EXERCISE BRIEF:
Continue the essay on how tech companies exploit workers and nature, picking up after its final sentence.
-- EXCERPT PROVIDED follows --
Systems that exploit Nature also exploit humans. “Plantation agriculture rapidly exhausted the soil,” Jamelle Bouie writes in the New York Times about the slavers of the US South.
For most of my career I have been a tech evangelist. I have given countless presentations about the wonderful designs and user experiences of Google and Amazon. I was particularly impressed by the “customer obsession” that lay at the heart of the Amazon philosophy.
There were some tiny doubts that I easily pushed away. The word ‘obsession’ has a sinister ring to it but for years I saw it as a reflection of customer experience brought to the highest level of excellence. All my experiences with Amazon as a customer were excellent. Good prices. Fast delivery. Great support. What more could you ask for?
Initially, when I started reading about the horrible working conditions of Amazon warehouse workers, I was worried but not worried enough to consider disrupting my life of convenience. Conscience is an annoyance, an irritant, easily salved for most of us by cheap prices and fast delivery. You want to think of yourself as being fair, good, a decent person. However, I couldn’t avoid hearing more and more about the ‘gig economy’—the dystopian landscape Big Tech is building for millions of workers.
When I was young I worked in warehouses and factories and while the work wasn’t fantastic, it was bearable. You weren’t utterly exhausted at the end of the day. Your every second wasn’t monitored and tracked. I talked to people working in Amazon-style warehouses and it just sent shudders through me. These people were being treated like modern-day slaves. Exhausting, humiliating work, terrible wages, precious few benefits, horrible job security.
It's all connected. The fact that Amazon treats its workers horribly is connected with the fact that Amazon is a giant pusher of overconsumption, that Amazon produces enough plastic waste every year to clingfilm the entire Earth, that Amazon.com encourages and profits from a way of living that is destroying conditions for future life.
It’s the exact same with Uber and Facebook and thousands more tech companies that are profiting from the most base and cruel exploitation. Facebook is notorious for undermining democracy and being the world’s greatest factory for misinformation. To stay just on the right side of the law, it outsources the content moderation for its toxic sewers to the lowest paid workers it can find. “It feels like speaking the truth or standing up for your rights is a crime,” an employee at a Nairobi-based Facebook content sweatshop told TIME. “I feel like it’s modern slavery, like neo-colonialism.”
-- EXCERPT PROVIDED concluded --
-- RECORD EXTRACTS follows --
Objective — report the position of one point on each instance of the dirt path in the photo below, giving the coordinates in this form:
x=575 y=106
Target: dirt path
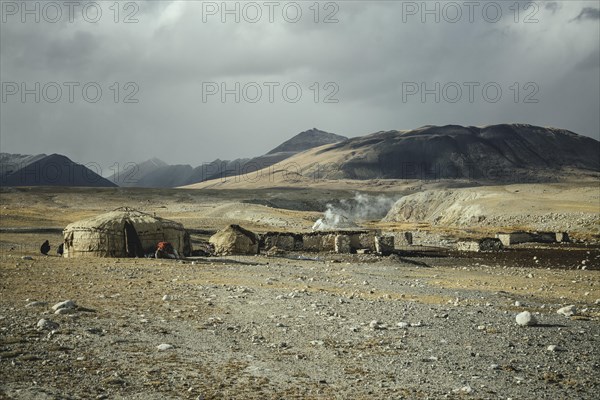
x=259 y=328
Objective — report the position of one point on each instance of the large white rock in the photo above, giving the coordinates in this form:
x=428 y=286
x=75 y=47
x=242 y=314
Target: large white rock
x=47 y=324
x=525 y=318
x=567 y=311
x=64 y=304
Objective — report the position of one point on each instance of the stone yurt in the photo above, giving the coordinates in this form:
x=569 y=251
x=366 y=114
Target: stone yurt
x=124 y=232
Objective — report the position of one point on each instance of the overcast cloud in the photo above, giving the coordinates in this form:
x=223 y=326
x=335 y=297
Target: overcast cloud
x=372 y=62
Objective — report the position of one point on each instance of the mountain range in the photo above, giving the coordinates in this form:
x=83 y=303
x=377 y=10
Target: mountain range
x=491 y=154
x=495 y=153
x=47 y=170
x=158 y=174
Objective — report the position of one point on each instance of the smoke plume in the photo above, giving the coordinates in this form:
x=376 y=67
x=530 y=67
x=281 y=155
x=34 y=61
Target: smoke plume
x=348 y=213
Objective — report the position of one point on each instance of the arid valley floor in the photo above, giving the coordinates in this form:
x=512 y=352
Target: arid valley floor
x=424 y=323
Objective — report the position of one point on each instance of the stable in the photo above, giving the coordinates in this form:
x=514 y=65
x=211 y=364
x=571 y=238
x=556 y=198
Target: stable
x=124 y=232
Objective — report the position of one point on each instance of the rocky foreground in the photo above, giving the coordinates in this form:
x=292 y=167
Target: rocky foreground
x=329 y=328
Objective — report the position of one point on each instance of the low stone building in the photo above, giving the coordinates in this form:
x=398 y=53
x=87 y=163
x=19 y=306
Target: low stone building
x=476 y=245
x=512 y=238
x=235 y=240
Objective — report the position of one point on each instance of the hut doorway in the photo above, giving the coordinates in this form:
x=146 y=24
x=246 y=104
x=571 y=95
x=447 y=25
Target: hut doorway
x=133 y=245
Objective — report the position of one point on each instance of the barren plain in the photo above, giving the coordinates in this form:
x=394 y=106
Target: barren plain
x=425 y=323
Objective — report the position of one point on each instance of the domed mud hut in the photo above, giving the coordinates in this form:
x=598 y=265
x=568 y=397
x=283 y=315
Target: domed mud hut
x=124 y=232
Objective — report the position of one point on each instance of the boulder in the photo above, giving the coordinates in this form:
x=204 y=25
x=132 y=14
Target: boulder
x=342 y=244
x=384 y=245
x=234 y=240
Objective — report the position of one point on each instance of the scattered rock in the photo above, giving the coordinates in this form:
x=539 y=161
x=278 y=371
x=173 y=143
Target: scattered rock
x=37 y=304
x=525 y=318
x=46 y=324
x=567 y=311
x=64 y=304
x=63 y=311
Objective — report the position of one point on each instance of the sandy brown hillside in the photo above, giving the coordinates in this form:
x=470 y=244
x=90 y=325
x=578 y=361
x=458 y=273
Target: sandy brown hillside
x=492 y=154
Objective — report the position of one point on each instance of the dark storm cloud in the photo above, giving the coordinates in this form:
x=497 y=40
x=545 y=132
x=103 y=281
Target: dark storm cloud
x=365 y=61
x=588 y=13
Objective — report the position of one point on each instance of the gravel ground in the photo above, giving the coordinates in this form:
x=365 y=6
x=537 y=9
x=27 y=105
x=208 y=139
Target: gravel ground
x=332 y=328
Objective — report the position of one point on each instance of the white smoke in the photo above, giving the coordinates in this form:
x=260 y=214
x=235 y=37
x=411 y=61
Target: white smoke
x=362 y=207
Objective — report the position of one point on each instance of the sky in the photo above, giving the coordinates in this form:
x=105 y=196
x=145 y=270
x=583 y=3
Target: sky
x=191 y=81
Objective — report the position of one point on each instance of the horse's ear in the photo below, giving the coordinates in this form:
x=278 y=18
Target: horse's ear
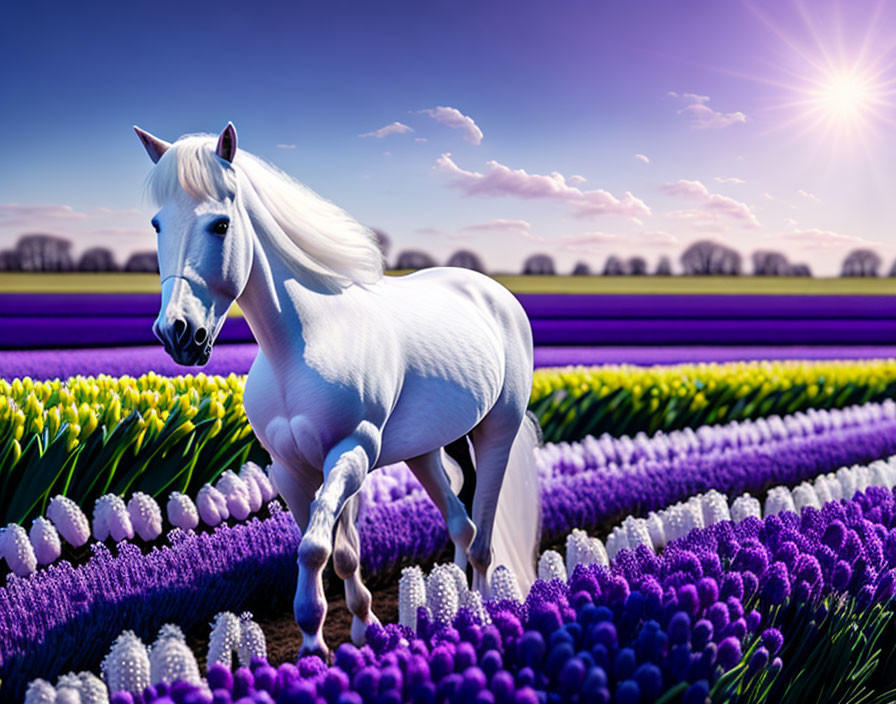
x=227 y=143
x=155 y=147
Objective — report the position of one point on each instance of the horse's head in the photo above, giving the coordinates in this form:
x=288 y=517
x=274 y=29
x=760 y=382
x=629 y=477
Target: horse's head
x=204 y=240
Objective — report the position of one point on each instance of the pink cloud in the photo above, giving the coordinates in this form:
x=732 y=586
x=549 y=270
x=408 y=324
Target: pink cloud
x=704 y=117
x=31 y=213
x=455 y=119
x=813 y=238
x=711 y=205
x=501 y=180
x=394 y=128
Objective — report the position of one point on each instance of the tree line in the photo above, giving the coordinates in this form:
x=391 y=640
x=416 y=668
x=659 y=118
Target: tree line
x=41 y=252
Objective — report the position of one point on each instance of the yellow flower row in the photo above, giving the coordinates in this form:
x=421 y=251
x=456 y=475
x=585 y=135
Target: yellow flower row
x=823 y=378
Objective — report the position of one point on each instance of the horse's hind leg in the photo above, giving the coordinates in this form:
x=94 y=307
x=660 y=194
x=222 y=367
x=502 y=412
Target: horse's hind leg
x=297 y=489
x=431 y=474
x=492 y=440
x=345 y=467
x=347 y=564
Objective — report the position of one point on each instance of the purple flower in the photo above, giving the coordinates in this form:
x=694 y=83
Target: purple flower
x=775 y=584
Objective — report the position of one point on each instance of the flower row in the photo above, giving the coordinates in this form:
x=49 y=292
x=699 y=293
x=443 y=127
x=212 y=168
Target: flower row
x=573 y=402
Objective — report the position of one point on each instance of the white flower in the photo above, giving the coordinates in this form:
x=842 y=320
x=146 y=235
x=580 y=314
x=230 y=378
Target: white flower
x=170 y=658
x=146 y=516
x=262 y=480
x=69 y=520
x=16 y=548
x=250 y=480
x=778 y=500
x=224 y=639
x=411 y=596
x=212 y=505
x=236 y=493
x=40 y=692
x=550 y=566
x=745 y=506
x=126 y=667
x=45 y=541
x=182 y=512
x=441 y=594
x=252 y=642
x=504 y=585
x=111 y=517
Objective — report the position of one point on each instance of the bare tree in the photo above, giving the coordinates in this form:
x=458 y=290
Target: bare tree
x=146 y=262
x=414 y=259
x=383 y=240
x=10 y=261
x=663 y=267
x=466 y=259
x=614 y=266
x=539 y=264
x=708 y=258
x=637 y=266
x=38 y=252
x=97 y=259
x=861 y=262
x=768 y=263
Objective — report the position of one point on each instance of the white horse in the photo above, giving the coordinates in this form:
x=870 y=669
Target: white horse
x=355 y=369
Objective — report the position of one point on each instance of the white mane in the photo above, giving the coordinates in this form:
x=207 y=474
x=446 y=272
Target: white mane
x=313 y=234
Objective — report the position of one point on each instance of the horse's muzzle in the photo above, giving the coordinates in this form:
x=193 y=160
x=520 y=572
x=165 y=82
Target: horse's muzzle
x=186 y=345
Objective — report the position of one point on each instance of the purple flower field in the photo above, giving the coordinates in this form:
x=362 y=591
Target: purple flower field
x=238 y=358
x=34 y=321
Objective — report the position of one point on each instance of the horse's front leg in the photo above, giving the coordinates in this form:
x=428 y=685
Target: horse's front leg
x=347 y=564
x=345 y=467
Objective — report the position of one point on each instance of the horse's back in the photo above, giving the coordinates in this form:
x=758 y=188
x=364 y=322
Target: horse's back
x=463 y=339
-- RECORD EXTRACTS concluded --
RESULT:
It's all connected. Much of the e-waste from the Global North sails on “ships of doom” to “sacrifice zones” in the Global South. 18 million children and adolescents and 13 million women toil in some of the worst working conditions ever recorded as they smash and burn cables, old computers, smartphones, poisoning themselves, and the land, water and air around them. Children as young as five are used to pull wires from small devices that have been deliberately designed so they cannot be easily disassembled. This is just one more example of the human toll that our fetish for innovation and new trashy, techy things in the Global North exacts on Nature and other poor humans.
Let there be no mistake. It is the rich Europeans and North Americans who are ravaging the climate. Caught up in our smugness and arrogance, we continue to colonize and destroy, just this time we think we have created an outsourcing model that allows us to claim plausible deniability.
A person living in sub-Saharan Africa causes about 0.6 tons of CO2 per year. The average US citizen produces 14.5 tons. And of course these averages hide the much bigger disparities that exist within populations, with Roman Abramovich, the richest man in the world, being responsible for over 30,000 tons of CO2 every year. “The inequality is just insane,” the lead author of a report published by Nature Sustainability states. “If we want to reduce our carbon emissions, we really need to do something about the consumption patterns of the super-rich.”